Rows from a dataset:
╔══

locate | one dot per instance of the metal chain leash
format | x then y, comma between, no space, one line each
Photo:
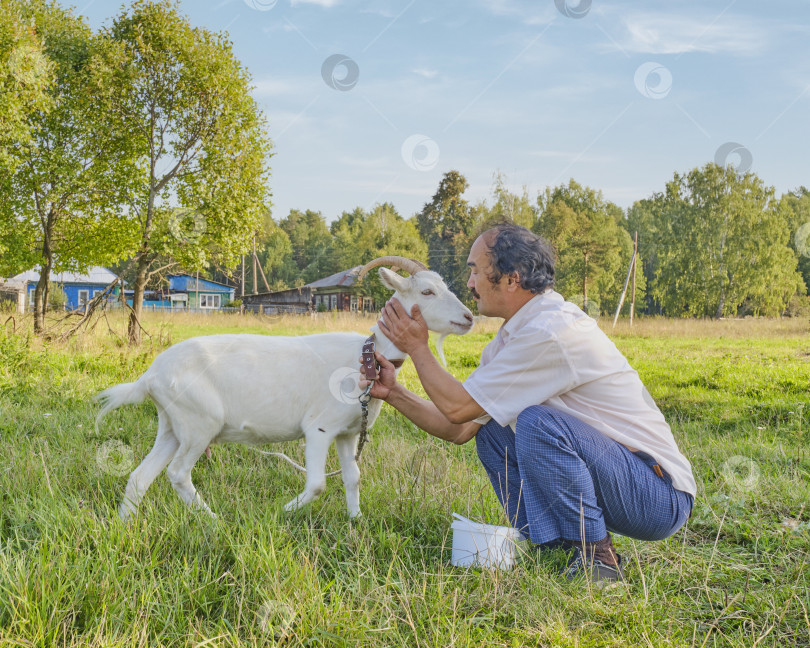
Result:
364,399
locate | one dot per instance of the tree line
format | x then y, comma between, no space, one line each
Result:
714,243
140,142
140,147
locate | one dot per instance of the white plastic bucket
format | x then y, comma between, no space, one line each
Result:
485,545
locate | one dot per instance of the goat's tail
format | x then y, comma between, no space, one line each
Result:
124,394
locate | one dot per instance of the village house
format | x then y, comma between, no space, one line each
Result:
79,288
340,291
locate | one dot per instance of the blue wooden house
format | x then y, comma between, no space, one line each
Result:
79,288
188,291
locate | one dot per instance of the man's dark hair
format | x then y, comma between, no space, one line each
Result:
518,250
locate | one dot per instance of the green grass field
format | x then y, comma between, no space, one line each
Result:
71,574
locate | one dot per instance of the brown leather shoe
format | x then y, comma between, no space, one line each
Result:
597,572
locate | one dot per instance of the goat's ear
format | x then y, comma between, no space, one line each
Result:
392,280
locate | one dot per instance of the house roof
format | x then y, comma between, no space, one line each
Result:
96,275
343,278
189,282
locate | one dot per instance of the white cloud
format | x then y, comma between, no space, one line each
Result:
425,72
527,12
293,87
320,3
672,34
364,163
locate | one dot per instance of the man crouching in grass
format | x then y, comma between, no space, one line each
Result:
568,434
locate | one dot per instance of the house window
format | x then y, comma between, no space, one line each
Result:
209,301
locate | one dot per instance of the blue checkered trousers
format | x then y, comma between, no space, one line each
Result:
556,474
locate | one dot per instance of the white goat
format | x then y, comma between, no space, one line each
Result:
257,389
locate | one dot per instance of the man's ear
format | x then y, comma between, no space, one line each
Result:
392,280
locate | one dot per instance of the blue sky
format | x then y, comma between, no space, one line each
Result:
372,102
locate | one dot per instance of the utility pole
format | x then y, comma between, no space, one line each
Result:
255,287
633,292
626,281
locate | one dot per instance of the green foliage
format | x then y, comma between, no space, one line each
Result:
360,237
25,75
722,244
446,224
311,253
798,202
593,250
185,101
65,199
71,574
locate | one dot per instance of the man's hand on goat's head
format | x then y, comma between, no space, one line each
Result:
386,377
407,332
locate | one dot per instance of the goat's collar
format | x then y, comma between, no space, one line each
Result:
370,365
387,348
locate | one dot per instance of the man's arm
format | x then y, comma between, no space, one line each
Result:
427,416
410,335
423,413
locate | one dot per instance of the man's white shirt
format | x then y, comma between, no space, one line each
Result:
551,353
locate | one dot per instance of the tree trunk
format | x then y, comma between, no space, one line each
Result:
142,269
141,277
585,285
41,291
721,304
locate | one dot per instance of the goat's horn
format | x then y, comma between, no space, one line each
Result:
411,266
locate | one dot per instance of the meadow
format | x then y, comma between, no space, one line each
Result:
71,574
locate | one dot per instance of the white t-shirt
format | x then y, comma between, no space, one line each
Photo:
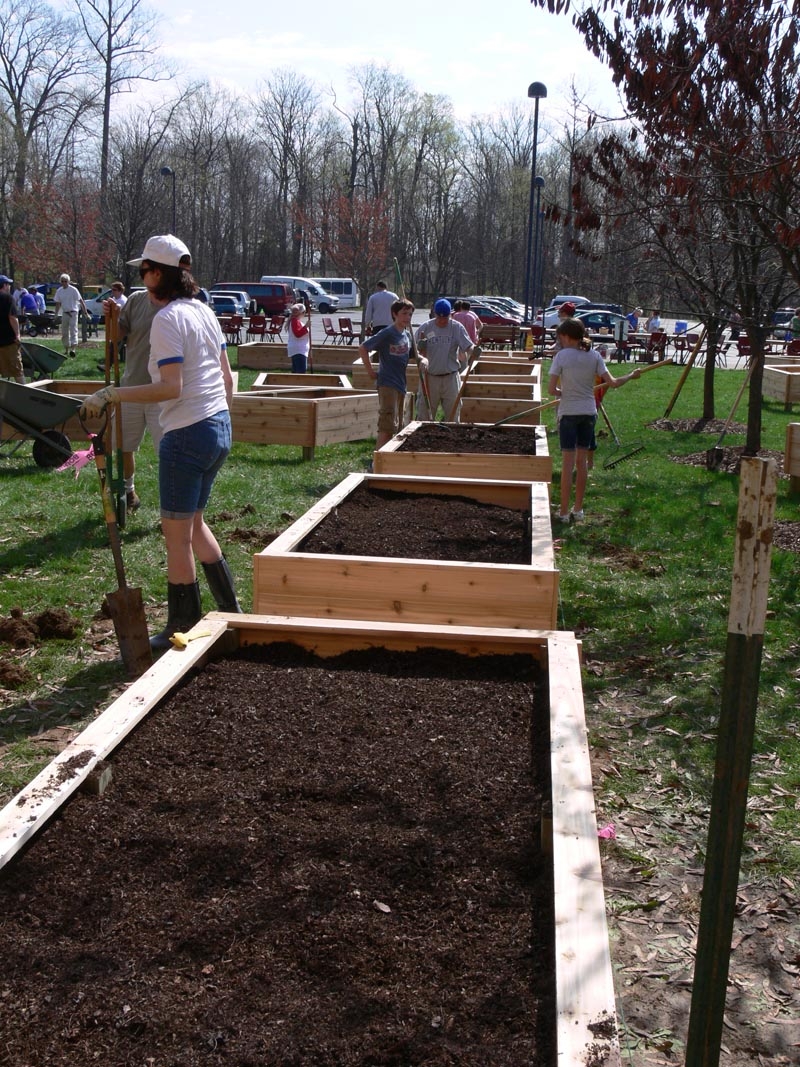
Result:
188,332
577,371
69,299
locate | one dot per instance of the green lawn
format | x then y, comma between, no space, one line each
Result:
645,583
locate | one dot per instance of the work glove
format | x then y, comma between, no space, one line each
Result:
97,403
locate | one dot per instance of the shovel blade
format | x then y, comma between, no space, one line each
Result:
126,609
714,458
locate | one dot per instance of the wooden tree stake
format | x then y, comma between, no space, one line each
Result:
734,757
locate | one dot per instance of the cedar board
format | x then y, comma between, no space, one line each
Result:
287,580
782,383
539,467
584,978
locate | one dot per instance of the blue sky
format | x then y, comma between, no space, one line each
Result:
481,56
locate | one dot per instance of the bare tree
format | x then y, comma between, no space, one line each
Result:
121,33
44,72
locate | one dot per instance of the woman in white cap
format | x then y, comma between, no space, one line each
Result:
299,344
191,379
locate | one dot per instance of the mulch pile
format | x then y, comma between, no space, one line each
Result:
299,862
470,439
377,522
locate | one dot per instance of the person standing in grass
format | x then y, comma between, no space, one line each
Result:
299,344
395,346
191,380
575,372
68,301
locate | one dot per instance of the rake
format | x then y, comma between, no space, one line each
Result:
616,460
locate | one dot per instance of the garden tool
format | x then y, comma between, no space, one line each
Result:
115,474
611,463
125,605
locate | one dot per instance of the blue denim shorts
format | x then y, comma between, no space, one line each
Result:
189,461
576,431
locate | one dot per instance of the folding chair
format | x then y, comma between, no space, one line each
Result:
328,327
256,328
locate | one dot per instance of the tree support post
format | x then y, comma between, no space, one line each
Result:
734,755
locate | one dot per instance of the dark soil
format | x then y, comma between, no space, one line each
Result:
469,439
377,522
19,633
299,862
785,536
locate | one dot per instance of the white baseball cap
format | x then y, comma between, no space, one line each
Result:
164,249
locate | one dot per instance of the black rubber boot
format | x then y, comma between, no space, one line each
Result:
221,584
184,610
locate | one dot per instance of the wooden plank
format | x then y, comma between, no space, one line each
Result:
492,410
584,981
584,976
292,582
277,379
30,809
504,389
435,592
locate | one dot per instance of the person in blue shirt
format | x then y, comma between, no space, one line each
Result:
395,346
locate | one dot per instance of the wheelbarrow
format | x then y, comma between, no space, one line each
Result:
38,361
35,413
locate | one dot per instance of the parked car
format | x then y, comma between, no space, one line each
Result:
266,298
493,316
505,305
781,320
240,299
603,321
617,308
320,301
94,304
225,304
558,301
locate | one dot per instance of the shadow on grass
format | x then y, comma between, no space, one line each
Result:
64,543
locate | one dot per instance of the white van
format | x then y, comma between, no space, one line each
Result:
319,299
345,288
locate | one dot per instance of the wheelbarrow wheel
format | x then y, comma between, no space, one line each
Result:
51,449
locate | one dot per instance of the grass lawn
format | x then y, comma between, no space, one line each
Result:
645,583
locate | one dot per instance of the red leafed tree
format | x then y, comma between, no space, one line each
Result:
59,231
713,89
353,235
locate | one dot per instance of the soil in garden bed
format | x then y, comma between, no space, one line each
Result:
299,862
378,522
469,439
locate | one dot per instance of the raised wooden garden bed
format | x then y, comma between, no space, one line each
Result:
306,416
467,450
491,410
782,383
261,355
492,366
318,860
280,379
325,564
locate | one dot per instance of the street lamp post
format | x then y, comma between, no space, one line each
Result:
536,293
538,92
166,172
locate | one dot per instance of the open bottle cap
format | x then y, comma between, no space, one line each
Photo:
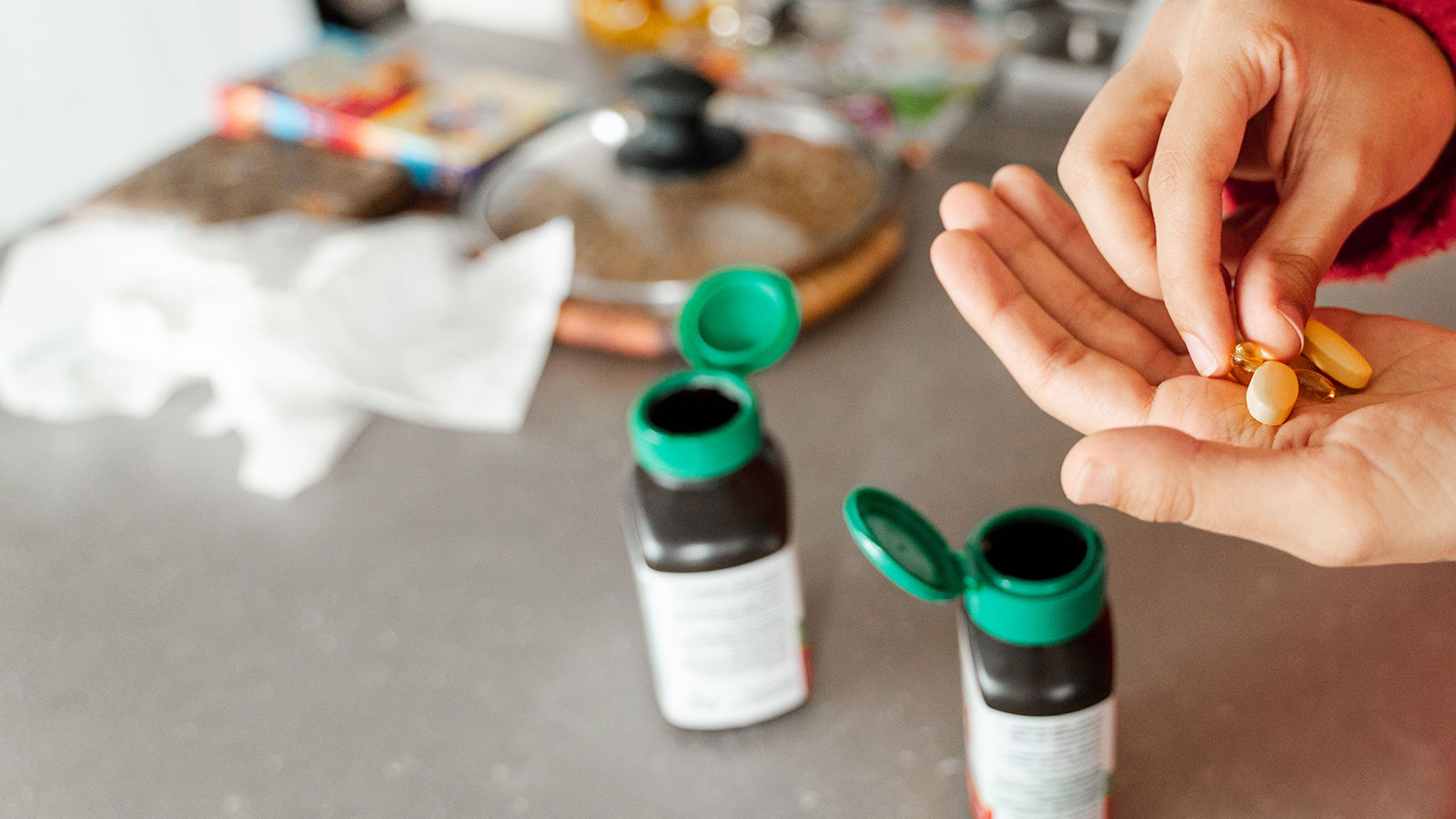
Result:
739,319
1030,576
903,545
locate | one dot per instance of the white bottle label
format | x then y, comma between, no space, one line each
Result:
1026,767
727,646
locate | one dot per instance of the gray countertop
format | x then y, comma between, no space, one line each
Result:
446,625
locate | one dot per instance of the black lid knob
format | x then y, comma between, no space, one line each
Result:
677,137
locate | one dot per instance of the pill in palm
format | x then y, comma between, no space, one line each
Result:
1271,392
1314,387
1336,356
1244,360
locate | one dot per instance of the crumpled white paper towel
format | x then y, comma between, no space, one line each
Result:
302,327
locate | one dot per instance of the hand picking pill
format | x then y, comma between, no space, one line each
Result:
1336,356
1245,359
1271,392
1314,387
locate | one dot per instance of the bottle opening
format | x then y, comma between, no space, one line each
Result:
1034,550
692,410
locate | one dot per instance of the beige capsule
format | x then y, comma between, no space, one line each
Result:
1336,356
1271,392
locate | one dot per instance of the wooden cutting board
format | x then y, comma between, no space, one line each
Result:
823,290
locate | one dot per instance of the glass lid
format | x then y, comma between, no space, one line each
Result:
677,184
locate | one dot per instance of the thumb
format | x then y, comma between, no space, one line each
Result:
1278,280
1278,497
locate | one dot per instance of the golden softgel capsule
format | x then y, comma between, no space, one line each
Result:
1314,387
1273,392
1244,360
1336,356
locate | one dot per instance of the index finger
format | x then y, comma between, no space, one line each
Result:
1107,152
1196,155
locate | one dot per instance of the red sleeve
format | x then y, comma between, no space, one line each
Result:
1421,222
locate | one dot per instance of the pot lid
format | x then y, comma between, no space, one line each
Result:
684,179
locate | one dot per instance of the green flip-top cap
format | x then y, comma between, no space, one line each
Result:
701,424
740,319
1030,576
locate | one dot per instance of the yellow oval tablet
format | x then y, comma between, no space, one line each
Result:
1273,392
1336,356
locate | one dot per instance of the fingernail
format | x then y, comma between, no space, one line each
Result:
1292,317
1096,484
1201,358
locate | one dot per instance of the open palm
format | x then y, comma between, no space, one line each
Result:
1369,477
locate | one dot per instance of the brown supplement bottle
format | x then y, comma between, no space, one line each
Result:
1036,649
708,515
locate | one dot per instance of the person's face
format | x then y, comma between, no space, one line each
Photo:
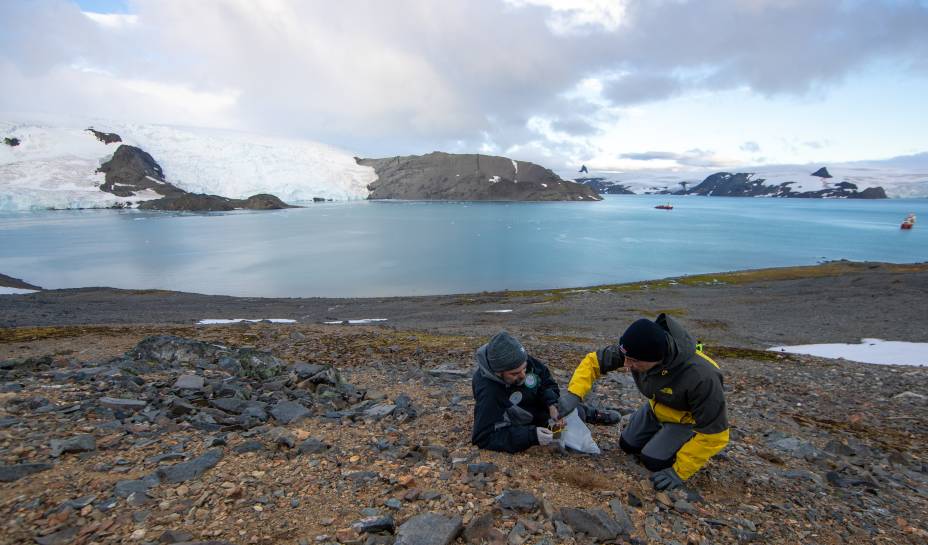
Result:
515,377
638,366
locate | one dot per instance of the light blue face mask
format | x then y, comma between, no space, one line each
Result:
531,381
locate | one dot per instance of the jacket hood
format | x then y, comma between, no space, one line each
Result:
483,366
680,344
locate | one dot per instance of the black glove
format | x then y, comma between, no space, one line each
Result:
666,479
567,403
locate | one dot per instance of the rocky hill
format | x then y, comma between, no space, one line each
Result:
605,187
742,184
441,176
131,171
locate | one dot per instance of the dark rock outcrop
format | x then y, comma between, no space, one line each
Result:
822,173
10,282
131,170
605,187
744,184
441,176
105,137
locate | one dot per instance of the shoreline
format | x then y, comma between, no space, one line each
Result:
839,301
809,435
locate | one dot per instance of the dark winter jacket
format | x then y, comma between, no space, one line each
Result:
686,387
500,424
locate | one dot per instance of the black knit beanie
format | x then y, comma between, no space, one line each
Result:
505,353
644,340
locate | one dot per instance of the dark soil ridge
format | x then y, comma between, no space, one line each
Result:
132,169
10,282
832,302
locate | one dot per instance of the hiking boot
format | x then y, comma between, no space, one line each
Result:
602,417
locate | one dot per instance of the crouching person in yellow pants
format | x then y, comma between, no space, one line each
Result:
684,422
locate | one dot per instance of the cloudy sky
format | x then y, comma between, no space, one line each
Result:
617,85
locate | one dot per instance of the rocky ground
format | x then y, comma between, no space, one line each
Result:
309,433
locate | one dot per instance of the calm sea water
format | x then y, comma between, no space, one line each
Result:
405,248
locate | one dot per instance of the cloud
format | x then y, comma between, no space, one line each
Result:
690,158
407,76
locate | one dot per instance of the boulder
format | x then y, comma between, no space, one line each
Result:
429,529
595,523
186,471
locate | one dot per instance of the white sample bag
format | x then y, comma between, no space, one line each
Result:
576,436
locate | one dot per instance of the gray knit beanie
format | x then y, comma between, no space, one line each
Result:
505,353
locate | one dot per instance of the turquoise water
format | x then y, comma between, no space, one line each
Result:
414,248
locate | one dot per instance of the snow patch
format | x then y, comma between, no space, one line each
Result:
361,321
55,164
213,321
15,291
868,351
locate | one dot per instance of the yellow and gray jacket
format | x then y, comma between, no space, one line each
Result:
685,388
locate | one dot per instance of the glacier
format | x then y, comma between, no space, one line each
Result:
54,166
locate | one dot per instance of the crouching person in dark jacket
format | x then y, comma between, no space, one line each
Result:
683,421
515,397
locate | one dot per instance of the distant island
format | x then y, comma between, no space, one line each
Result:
442,176
815,185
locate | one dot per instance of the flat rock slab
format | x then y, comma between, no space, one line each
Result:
380,410
123,404
595,523
78,443
186,471
449,371
189,382
313,446
16,472
62,537
288,411
429,529
517,500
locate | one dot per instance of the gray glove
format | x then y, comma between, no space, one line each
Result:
545,436
666,479
567,403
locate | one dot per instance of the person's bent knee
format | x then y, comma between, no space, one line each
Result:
655,464
628,447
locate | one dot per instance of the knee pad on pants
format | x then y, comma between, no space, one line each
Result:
653,464
627,447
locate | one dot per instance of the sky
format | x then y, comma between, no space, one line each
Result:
621,85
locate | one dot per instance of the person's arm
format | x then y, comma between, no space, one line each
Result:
549,389
594,365
711,427
491,430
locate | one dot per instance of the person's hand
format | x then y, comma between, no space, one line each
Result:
666,479
545,436
567,403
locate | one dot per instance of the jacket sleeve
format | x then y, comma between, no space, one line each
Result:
711,427
491,430
550,391
592,367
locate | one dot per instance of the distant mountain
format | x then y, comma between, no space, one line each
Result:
605,187
442,176
727,184
899,177
131,172
55,165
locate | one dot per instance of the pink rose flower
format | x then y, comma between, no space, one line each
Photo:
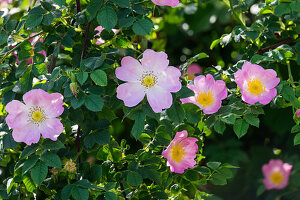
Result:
33,42
172,3
208,93
276,174
181,152
193,69
37,116
151,77
256,83
298,113
100,29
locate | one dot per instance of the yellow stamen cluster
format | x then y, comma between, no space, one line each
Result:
177,153
148,79
256,87
36,115
205,98
276,178
70,166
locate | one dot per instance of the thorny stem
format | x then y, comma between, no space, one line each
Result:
235,14
290,73
17,46
121,184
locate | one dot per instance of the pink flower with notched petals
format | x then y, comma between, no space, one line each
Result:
208,93
172,3
151,77
181,152
276,174
256,83
37,116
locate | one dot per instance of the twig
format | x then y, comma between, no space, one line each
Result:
121,184
78,6
274,46
86,34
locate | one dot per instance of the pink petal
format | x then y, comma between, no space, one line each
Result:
154,61
130,93
17,120
15,107
54,108
169,79
28,134
130,70
159,99
51,128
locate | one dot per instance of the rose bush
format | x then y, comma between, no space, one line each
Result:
92,107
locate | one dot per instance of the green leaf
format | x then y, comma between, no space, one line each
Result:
281,9
297,139
122,3
93,62
39,173
29,184
218,179
28,164
52,145
107,17
92,9
8,141
142,27
66,192
79,193
176,113
139,121
59,2
110,196
99,77
134,179
126,22
240,127
51,159
252,119
93,102
82,77
219,127
213,165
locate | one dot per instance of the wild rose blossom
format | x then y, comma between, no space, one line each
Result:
100,29
298,113
172,3
151,77
208,93
193,69
37,116
276,174
181,152
256,83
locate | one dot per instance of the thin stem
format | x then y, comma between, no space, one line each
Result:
290,73
121,184
235,14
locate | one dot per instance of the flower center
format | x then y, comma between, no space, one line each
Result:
205,98
177,153
276,178
256,87
36,115
148,80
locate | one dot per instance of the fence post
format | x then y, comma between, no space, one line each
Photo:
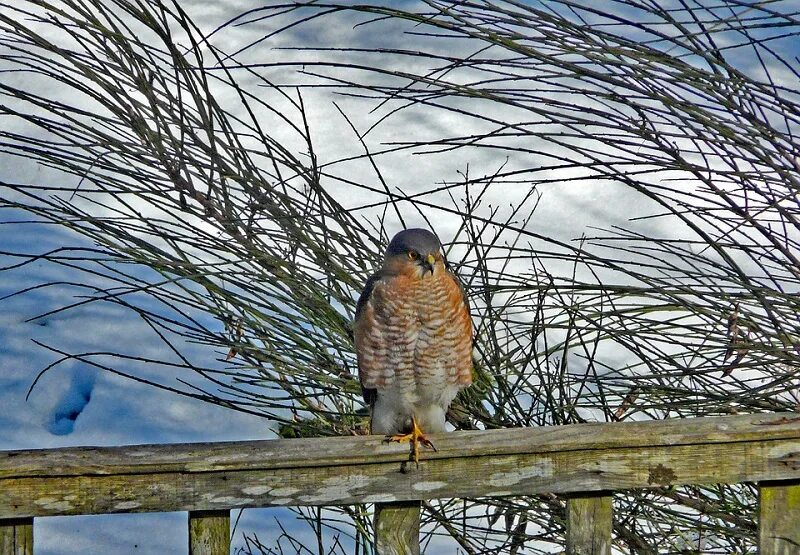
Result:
209,533
779,518
589,524
16,536
397,528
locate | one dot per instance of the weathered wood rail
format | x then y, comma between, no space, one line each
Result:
585,462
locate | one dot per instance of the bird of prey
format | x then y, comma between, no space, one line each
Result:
413,336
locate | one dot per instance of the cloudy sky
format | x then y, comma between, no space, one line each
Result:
75,404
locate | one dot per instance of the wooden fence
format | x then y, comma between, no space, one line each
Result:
586,463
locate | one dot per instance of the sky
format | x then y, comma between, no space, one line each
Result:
75,404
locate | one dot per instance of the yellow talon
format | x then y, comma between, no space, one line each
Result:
415,437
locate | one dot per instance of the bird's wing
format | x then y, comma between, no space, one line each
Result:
363,320
463,322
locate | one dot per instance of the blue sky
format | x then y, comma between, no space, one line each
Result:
75,404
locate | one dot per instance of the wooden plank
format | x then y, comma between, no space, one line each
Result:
296,453
589,522
779,518
397,528
367,470
209,533
16,536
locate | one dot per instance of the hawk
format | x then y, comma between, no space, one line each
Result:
413,336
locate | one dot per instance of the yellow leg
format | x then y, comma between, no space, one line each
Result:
414,437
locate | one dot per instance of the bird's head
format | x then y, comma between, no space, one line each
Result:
415,252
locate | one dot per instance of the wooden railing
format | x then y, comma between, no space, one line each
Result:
585,462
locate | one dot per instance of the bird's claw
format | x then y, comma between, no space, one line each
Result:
415,437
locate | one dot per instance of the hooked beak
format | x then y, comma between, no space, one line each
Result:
428,263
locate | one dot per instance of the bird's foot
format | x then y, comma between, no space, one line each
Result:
415,437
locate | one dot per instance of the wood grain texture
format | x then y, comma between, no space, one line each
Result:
16,536
397,528
347,470
589,522
779,518
209,533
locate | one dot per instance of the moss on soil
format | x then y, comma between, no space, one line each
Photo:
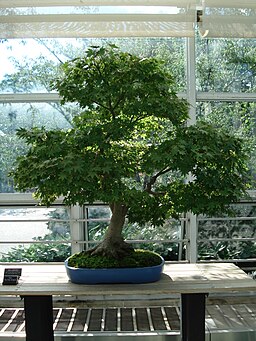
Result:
137,259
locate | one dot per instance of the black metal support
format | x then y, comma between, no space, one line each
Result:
38,318
193,317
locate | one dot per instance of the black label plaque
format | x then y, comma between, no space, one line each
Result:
11,276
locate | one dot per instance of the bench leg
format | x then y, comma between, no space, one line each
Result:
193,317
38,318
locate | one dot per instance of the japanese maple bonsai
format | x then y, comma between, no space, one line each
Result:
130,147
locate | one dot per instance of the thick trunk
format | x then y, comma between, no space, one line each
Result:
113,244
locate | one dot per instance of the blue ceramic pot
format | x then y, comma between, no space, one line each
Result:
114,275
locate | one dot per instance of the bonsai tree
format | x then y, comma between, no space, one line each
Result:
130,147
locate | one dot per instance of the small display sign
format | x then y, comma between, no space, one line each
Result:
11,276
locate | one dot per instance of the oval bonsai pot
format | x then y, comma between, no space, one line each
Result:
114,275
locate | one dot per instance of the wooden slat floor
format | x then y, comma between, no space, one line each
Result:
140,319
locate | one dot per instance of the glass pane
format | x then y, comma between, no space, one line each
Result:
238,117
28,65
226,65
228,237
34,234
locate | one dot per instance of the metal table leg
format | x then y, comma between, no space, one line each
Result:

╚══

== STATED GOAL ==
Extract, verbatim and alone, the lines from the line that contains "locate | one dot per instance of the hooked" to the last line of the records, inclusive; drop any picture.

== RESULT OF THIS EXERCISE ==
locate | one dot per instance of the hooked beak
format | x then y, comma between, no space, one line each
Result:
428,263
locate | one dot per instance of the bird's foot
format | x then y, comma between, no space, one line each
Result:
415,437
locate | one dot per instance of the wood grain texture
format | x then y, comma between, no space, one line each
Result:
16,536
397,528
347,470
589,522
779,518
209,533
locate | one dot per instance of the moss on soil
format | x then y, comma between, no space, one line each
Photo:
Result:
137,259
locate | one dot per instance of the black metal support
format | x then y, comma between, no space, one line each
Result:
38,318
193,317
locate | one dot per instance of the black label plaque
format | x then y, comma between, no space, one line each
Result:
11,276
locate | one dot per instance of the bench leg
format | x then y, comma between, no space, one line each
Result:
193,317
38,318
locate | one dot per instance of the japanese maple bonsai
format | x then y, comma between, no space, one line each
Result:
130,147
locate | one dot per instance of the thick trunk
format | x then y, comma between, no space, one line each
Result:
113,244
locate | one dot per instance of the blue ceramic pot
format | x then y, comma between, no space, one line each
Result:
114,275
locate | one dot per instance of the bonsai tree
format | x then y, comma between, no space, one line each
Result:
130,147
locate | one dot per instance of the small display sign
format | x then y, comma between, no space, one line each
Result:
11,276
locate | one dot per instance of the oval bonsai pot
format | x then y, comma between, no space, one line each
Result:
114,275
locate | one dot per instance of the wooden slat floor
format | x then y, comma between, no space, one line each
Result:
140,319
locate | one dot per instance of the glass pane
format | x then y, comma between, no space, one line each
Result:
238,117
28,65
226,65
228,237
34,234
locate | one dot per instance of the metal table leg
format | x then y, comma between, no space, one line each
Result:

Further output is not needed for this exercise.